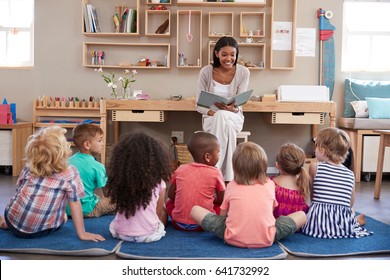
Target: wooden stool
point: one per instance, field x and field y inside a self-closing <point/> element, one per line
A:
<point x="383" y="143"/>
<point x="243" y="135"/>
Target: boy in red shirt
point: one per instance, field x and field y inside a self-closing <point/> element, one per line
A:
<point x="196" y="183"/>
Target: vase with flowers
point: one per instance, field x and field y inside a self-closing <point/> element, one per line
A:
<point x="126" y="81"/>
<point x="110" y="80"/>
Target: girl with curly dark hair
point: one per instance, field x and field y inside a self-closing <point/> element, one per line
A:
<point x="137" y="171"/>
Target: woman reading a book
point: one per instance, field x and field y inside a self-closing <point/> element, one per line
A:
<point x="224" y="78"/>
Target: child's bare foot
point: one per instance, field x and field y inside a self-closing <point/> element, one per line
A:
<point x="361" y="219"/>
<point x="3" y="224"/>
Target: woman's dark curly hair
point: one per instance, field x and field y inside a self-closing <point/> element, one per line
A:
<point x="138" y="163"/>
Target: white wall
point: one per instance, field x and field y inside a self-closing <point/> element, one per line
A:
<point x="58" y="71"/>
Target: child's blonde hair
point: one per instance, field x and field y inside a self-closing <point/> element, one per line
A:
<point x="201" y="143"/>
<point x="334" y="142"/>
<point x="47" y="151"/>
<point x="291" y="160"/>
<point x="85" y="132"/>
<point x="249" y="164"/>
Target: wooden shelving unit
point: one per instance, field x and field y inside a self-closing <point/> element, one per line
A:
<point x="221" y="24"/>
<point x="154" y="19"/>
<point x="252" y="24"/>
<point x="189" y="39"/>
<point x="237" y="3"/>
<point x="105" y="17"/>
<point x="127" y="55"/>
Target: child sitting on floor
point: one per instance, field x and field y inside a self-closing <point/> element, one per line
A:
<point x="45" y="185"/>
<point x="292" y="183"/>
<point x="333" y="185"/>
<point x="88" y="138"/>
<point x="138" y="167"/>
<point x="197" y="183"/>
<point x="246" y="218"/>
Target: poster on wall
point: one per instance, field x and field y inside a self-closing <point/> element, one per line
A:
<point x="282" y="36"/>
<point x="306" y="42"/>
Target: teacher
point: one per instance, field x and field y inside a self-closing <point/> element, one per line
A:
<point x="226" y="78"/>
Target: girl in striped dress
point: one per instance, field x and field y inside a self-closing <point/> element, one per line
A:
<point x="331" y="215"/>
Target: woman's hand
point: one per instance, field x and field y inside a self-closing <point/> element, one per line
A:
<point x="231" y="107"/>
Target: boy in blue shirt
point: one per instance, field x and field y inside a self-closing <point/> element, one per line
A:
<point x="88" y="138"/>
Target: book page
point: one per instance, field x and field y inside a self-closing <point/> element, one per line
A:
<point x="207" y="99"/>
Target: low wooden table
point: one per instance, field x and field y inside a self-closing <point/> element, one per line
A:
<point x="383" y="143"/>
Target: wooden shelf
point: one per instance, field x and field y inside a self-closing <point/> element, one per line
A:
<point x="221" y="24"/>
<point x="189" y="21"/>
<point x="64" y="114"/>
<point x="154" y="19"/>
<point x="106" y="18"/>
<point x="252" y="24"/>
<point x="127" y="55"/>
<point x="252" y="3"/>
<point x="150" y="3"/>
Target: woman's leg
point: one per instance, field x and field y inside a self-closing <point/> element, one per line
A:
<point x="225" y="126"/>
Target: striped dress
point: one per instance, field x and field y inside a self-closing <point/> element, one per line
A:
<point x="330" y="214"/>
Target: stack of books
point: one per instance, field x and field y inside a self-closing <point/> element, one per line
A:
<point x="125" y="19"/>
<point x="91" y="20"/>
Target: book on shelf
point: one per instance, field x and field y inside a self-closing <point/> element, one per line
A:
<point x="133" y="21"/>
<point x="86" y="19"/>
<point x="95" y="19"/>
<point x="207" y="99"/>
<point x="91" y="20"/>
<point x="124" y="20"/>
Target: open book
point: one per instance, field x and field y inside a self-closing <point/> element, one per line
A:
<point x="206" y="99"/>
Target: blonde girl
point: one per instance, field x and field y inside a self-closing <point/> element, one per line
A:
<point x="246" y="218"/>
<point x="45" y="185"/>
<point x="333" y="186"/>
<point x="293" y="182"/>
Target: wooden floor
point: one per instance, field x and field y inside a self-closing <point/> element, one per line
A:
<point x="378" y="209"/>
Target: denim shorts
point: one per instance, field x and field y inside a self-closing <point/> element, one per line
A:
<point x="285" y="226"/>
<point x="215" y="224"/>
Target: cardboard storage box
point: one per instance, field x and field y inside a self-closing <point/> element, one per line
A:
<point x="303" y="93"/>
<point x="297" y="118"/>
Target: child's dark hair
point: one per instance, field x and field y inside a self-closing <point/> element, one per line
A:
<point x="138" y="163"/>
<point x="201" y="143"/>
<point x="223" y="42"/>
<point x="84" y="132"/>
<point x="291" y="159"/>
<point x="249" y="164"/>
<point x="335" y="143"/>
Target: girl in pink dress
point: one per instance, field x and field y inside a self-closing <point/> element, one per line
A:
<point x="292" y="184"/>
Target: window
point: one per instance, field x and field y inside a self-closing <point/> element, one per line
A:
<point x="366" y="36"/>
<point x="16" y="33"/>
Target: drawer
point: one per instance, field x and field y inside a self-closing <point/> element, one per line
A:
<point x="5" y="147"/>
<point x="297" y="118"/>
<point x="138" y="116"/>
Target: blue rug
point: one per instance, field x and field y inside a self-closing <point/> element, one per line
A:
<point x="194" y="245"/>
<point x="306" y="246"/>
<point x="64" y="241"/>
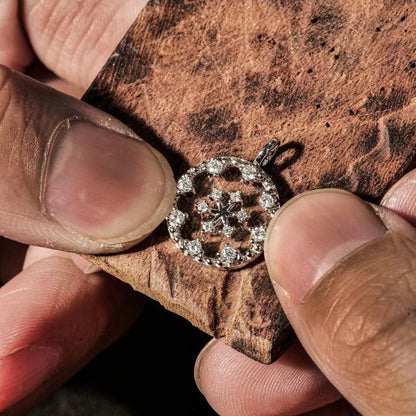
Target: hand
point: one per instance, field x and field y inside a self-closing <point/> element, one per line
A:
<point x="72" y="178"/>
<point x="345" y="273"/>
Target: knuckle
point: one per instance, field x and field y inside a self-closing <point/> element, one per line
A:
<point x="368" y="327"/>
<point x="5" y="73"/>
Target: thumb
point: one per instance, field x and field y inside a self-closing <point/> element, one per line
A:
<point x="72" y="177"/>
<point x="347" y="282"/>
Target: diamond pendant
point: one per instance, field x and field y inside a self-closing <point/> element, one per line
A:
<point x="222" y="209"/>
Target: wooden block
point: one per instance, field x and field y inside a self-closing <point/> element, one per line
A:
<point x="334" y="81"/>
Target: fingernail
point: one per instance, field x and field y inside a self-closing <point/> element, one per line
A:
<point x="312" y="233"/>
<point x="198" y="362"/>
<point x="84" y="265"/>
<point x="23" y="371"/>
<point x="103" y="184"/>
<point x="400" y="198"/>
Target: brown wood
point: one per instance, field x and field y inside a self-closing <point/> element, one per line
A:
<point x="334" y="81"/>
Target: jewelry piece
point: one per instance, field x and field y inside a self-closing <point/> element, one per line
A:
<point x="225" y="229"/>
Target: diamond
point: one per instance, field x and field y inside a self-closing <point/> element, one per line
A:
<point x="242" y="215"/>
<point x="227" y="230"/>
<point x="235" y="197"/>
<point x="177" y="217"/>
<point x="258" y="234"/>
<point x="266" y="201"/>
<point x="195" y="248"/>
<point x="202" y="207"/>
<point x="249" y="173"/>
<point x="185" y="184"/>
<point x="215" y="167"/>
<point x="228" y="254"/>
<point x="216" y="195"/>
<point x="208" y="227"/>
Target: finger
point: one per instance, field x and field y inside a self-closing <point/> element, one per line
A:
<point x="15" y="51"/>
<point x="53" y="320"/>
<point x="72" y="177"/>
<point x="401" y="198"/>
<point x="347" y="286"/>
<point x="42" y="74"/>
<point x="235" y="385"/>
<point x="339" y="408"/>
<point x="75" y="39"/>
<point x="12" y="255"/>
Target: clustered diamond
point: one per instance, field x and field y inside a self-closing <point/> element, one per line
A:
<point x="177" y="217"/>
<point x="258" y="234"/>
<point x="242" y="215"/>
<point x="185" y="184"/>
<point x="215" y="167"/>
<point x="208" y="227"/>
<point x="203" y="207"/>
<point x="216" y="195"/>
<point x="229" y="255"/>
<point x="223" y="213"/>
<point x="249" y="173"/>
<point x="195" y="248"/>
<point x="236" y="197"/>
<point x="266" y="200"/>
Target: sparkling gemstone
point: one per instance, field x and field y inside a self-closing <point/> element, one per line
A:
<point x="228" y="254"/>
<point x="227" y="230"/>
<point x="208" y="227"/>
<point x="258" y="234"/>
<point x="235" y="197"/>
<point x="202" y="207"/>
<point x="216" y="194"/>
<point x="177" y="217"/>
<point x="185" y="184"/>
<point x="266" y="201"/>
<point x="195" y="248"/>
<point x="249" y="173"/>
<point x="242" y="215"/>
<point x="215" y="167"/>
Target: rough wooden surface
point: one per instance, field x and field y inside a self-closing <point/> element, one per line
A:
<point x="334" y="81"/>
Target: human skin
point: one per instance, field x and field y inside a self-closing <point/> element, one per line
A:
<point x="51" y="301"/>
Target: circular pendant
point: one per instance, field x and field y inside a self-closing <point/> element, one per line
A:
<point x="222" y="209"/>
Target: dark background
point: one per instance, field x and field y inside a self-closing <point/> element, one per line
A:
<point x="149" y="371"/>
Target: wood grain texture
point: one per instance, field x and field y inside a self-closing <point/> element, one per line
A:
<point x="334" y="81"/>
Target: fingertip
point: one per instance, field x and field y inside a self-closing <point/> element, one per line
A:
<point x="312" y="233"/>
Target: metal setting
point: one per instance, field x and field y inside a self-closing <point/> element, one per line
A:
<point x="222" y="215"/>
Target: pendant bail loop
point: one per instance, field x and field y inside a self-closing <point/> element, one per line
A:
<point x="267" y="154"/>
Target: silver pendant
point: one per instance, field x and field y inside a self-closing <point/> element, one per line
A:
<point x="222" y="209"/>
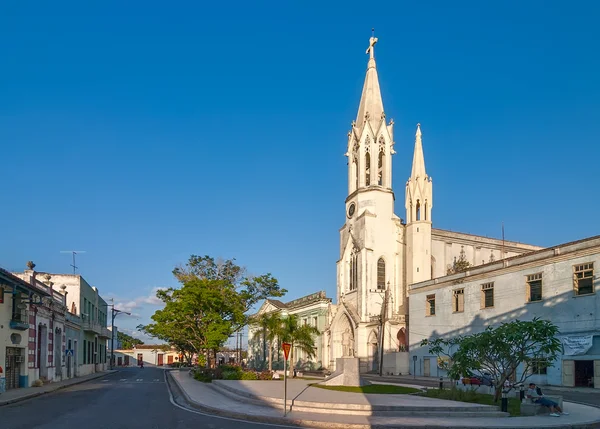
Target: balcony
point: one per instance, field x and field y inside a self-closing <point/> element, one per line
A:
<point x="19" y="321"/>
<point x="96" y="328"/>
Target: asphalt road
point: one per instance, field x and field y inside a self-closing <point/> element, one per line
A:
<point x="128" y="399"/>
<point x="586" y="396"/>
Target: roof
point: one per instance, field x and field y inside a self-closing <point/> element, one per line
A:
<point x="16" y="281"/>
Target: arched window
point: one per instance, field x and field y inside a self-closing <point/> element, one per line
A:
<point x="353" y="271"/>
<point x="380" y="274"/>
<point x="367" y="169"/>
<point x="355" y="171"/>
<point x="380" y="168"/>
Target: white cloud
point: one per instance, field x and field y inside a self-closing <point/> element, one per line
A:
<point x="139" y="302"/>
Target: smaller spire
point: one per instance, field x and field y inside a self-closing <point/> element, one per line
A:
<point x="418" y="169"/>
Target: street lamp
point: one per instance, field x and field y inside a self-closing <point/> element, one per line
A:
<point x="112" y="340"/>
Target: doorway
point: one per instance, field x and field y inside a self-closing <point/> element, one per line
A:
<point x="13" y="367"/>
<point x="584" y="373"/>
<point x="43" y="351"/>
<point x="69" y="359"/>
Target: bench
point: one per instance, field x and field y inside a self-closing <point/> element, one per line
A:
<point x="529" y="408"/>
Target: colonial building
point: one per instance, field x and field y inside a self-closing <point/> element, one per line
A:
<point x="88" y="352"/>
<point x="311" y="310"/>
<point x="32" y="341"/>
<point x="151" y="354"/>
<point x="556" y="284"/>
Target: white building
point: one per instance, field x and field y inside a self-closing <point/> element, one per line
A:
<point x="158" y="355"/>
<point x="381" y="253"/>
<point x="556" y="284"/>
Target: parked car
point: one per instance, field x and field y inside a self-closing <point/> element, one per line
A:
<point x="478" y="380"/>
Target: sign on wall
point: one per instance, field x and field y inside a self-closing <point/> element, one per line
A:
<point x="577" y="345"/>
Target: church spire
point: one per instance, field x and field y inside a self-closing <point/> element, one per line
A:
<point x="371" y="104"/>
<point x="418" y="157"/>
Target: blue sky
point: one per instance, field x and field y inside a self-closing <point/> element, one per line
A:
<point x="143" y="132"/>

++++++

**AIM OF THE EXERCISE**. Restate the data from the line containing "Target: parked car" through the end of the data, switching "church spire" to "bell tower" and leaving everything else unchanged. Give only those lines.

**EXERCISE RESULT**.
Target: parked car
point: one per instance, field x and field y inside a self-closing <point/> element, one per line
A:
<point x="478" y="380"/>
Target: sign on wall
point: one per instance, field x and field y inside a self-closing <point/> element, one per line
A:
<point x="577" y="345"/>
Target: bell tower
point: one per instance, field x and field y inside a self-closing <point/> element, one per line
A:
<point x="371" y="104"/>
<point x="418" y="157"/>
Target: blue sky
point: one per instance, field x and field y inside a self-closing <point/> element, one per line
A:
<point x="143" y="132"/>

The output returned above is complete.